逐字照抄下方数据中从含有“Task: point out each instance of the pedestrian”的那一行起直到数据末尾的各行，首尾两行都要包括。

§ §

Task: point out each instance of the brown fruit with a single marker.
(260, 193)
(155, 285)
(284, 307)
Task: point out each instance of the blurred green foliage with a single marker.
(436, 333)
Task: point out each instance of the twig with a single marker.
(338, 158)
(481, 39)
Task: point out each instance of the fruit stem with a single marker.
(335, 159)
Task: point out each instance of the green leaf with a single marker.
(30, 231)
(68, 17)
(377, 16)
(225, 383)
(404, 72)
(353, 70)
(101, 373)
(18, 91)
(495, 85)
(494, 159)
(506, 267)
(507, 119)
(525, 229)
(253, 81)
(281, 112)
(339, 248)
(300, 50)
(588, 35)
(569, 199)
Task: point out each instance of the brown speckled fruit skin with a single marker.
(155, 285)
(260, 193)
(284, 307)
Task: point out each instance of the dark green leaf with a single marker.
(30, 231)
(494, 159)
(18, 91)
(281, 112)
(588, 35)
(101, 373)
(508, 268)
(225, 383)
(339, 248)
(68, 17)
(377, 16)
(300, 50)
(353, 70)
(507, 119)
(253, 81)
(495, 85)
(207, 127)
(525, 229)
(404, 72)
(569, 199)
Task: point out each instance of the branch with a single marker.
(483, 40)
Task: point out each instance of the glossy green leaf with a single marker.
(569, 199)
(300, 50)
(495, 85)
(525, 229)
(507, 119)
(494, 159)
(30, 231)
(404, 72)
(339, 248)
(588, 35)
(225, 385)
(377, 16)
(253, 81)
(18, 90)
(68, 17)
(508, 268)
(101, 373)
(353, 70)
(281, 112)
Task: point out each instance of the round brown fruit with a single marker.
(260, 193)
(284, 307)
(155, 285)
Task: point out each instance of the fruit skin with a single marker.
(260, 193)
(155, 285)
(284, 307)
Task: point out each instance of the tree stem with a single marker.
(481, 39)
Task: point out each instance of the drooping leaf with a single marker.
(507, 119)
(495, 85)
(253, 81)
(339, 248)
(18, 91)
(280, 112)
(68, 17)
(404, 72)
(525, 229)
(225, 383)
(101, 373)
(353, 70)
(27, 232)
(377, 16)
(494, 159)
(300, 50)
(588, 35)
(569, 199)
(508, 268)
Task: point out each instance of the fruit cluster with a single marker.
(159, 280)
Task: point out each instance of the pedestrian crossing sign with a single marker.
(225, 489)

§ §

▶ 正确答案:
Task: point out each instance of the pedestrian crossing sign with a single marker.
(225, 489)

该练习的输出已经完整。